ASSIGNMENT: Report only the number of lines in this material that include the string "pixels".

RECORDS PROVIDED:
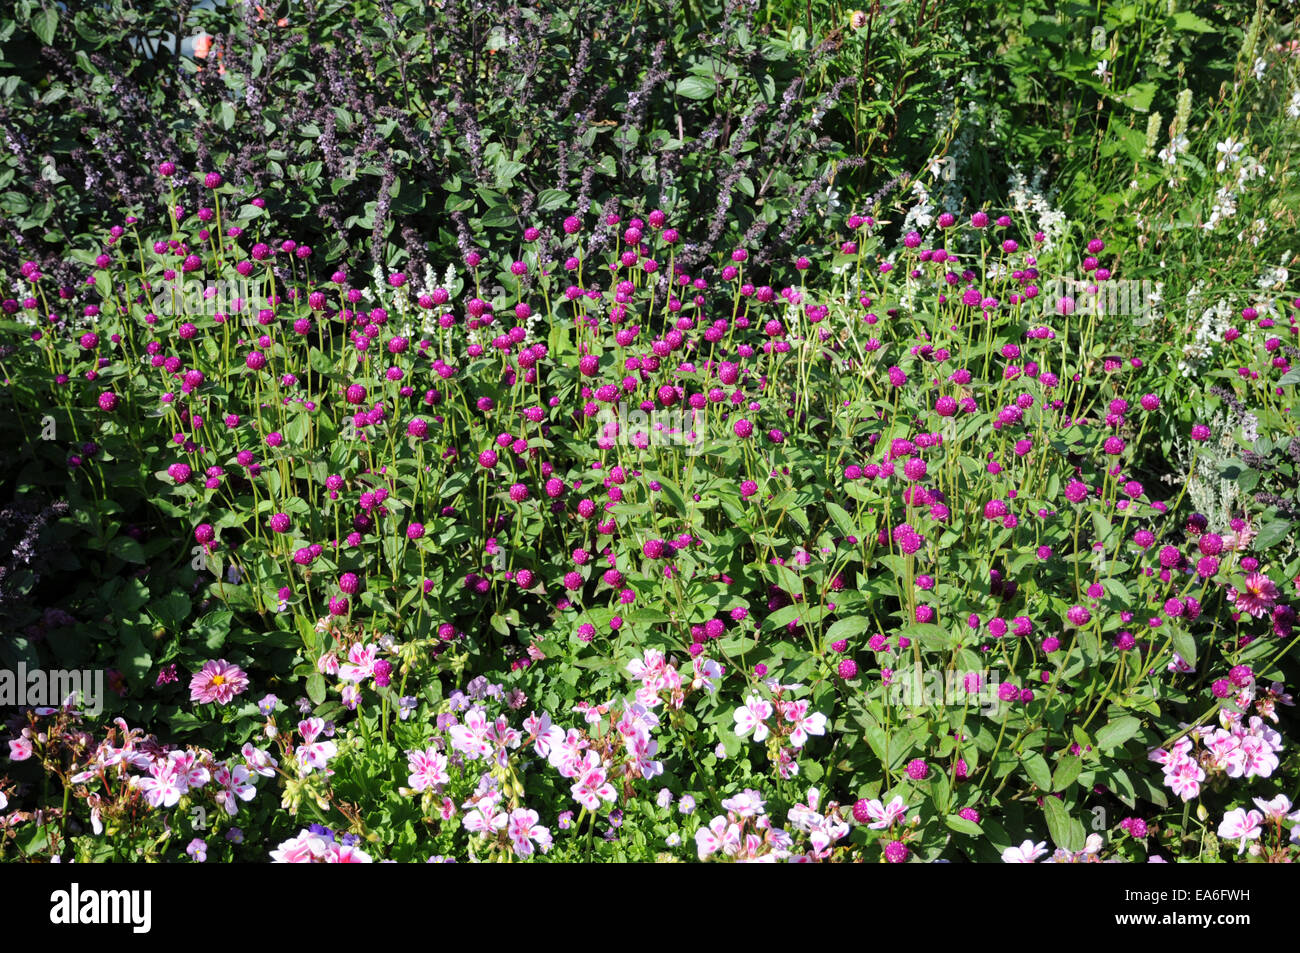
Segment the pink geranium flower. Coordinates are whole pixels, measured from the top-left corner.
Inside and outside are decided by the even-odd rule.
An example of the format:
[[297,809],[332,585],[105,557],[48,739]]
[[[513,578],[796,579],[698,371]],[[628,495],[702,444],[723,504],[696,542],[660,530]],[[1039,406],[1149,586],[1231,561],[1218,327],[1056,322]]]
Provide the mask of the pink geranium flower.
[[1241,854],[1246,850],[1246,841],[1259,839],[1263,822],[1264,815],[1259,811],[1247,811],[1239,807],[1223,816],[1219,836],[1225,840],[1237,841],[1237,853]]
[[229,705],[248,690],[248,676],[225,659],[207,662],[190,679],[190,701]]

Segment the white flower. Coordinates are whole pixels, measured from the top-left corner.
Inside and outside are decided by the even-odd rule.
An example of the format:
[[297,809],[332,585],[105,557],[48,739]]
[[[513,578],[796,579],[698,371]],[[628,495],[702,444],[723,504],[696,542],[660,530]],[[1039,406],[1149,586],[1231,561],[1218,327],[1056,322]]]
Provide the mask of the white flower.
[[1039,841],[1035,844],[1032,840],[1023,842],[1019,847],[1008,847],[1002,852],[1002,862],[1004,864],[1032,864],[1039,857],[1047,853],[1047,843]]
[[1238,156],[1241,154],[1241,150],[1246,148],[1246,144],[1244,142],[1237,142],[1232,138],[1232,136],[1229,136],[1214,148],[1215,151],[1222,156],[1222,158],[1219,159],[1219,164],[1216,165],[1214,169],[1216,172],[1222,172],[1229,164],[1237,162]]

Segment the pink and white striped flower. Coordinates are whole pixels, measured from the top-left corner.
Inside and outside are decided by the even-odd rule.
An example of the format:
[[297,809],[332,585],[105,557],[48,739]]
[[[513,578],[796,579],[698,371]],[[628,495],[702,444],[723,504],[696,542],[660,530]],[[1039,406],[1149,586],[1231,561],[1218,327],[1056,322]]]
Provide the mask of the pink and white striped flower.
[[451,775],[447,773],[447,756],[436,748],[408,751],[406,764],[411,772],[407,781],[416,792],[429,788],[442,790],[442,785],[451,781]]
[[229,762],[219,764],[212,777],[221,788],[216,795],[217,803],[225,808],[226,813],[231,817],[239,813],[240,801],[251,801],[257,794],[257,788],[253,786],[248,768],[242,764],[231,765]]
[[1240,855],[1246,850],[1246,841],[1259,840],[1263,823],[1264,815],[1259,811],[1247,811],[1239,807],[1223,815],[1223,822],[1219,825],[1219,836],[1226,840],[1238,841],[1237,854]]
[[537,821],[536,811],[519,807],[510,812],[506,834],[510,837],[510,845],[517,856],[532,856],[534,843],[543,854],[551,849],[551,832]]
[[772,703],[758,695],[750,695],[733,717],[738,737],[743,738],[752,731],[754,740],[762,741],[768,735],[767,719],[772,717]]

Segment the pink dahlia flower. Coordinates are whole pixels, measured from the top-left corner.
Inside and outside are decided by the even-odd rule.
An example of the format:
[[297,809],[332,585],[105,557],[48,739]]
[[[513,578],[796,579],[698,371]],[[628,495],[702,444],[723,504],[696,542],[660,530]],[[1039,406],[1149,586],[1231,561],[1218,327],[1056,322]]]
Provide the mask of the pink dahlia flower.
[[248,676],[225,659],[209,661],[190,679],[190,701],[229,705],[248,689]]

==

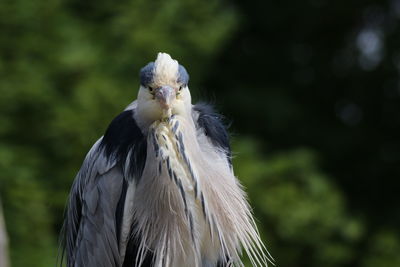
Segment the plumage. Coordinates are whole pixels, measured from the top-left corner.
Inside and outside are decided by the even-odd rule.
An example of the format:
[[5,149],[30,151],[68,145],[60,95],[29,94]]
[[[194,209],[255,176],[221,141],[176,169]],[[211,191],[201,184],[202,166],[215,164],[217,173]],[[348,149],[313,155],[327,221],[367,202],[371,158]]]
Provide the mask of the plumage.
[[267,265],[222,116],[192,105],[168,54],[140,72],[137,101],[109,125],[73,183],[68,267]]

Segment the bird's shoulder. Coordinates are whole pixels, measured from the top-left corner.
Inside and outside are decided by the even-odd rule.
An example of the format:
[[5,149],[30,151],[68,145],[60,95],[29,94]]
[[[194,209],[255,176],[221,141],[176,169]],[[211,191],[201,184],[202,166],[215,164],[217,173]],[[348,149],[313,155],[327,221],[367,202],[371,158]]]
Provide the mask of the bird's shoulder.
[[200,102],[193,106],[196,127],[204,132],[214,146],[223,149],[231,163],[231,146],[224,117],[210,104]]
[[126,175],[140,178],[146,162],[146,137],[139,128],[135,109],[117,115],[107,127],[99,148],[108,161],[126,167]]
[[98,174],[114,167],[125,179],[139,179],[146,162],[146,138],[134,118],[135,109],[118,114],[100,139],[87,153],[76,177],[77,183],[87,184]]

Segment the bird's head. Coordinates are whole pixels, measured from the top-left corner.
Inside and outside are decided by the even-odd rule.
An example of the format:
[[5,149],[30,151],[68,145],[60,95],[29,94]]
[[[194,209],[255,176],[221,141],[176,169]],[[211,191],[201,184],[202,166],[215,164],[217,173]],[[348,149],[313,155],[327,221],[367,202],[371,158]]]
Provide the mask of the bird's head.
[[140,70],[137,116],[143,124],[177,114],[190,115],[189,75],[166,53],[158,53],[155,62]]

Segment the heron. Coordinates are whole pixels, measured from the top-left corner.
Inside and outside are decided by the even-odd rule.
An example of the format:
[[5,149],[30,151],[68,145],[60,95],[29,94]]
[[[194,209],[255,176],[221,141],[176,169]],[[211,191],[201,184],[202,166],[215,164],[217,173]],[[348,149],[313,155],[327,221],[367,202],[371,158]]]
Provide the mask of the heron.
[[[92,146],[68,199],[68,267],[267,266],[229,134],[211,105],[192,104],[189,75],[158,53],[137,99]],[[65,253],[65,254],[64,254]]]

EXERCISE OUTPUT: 8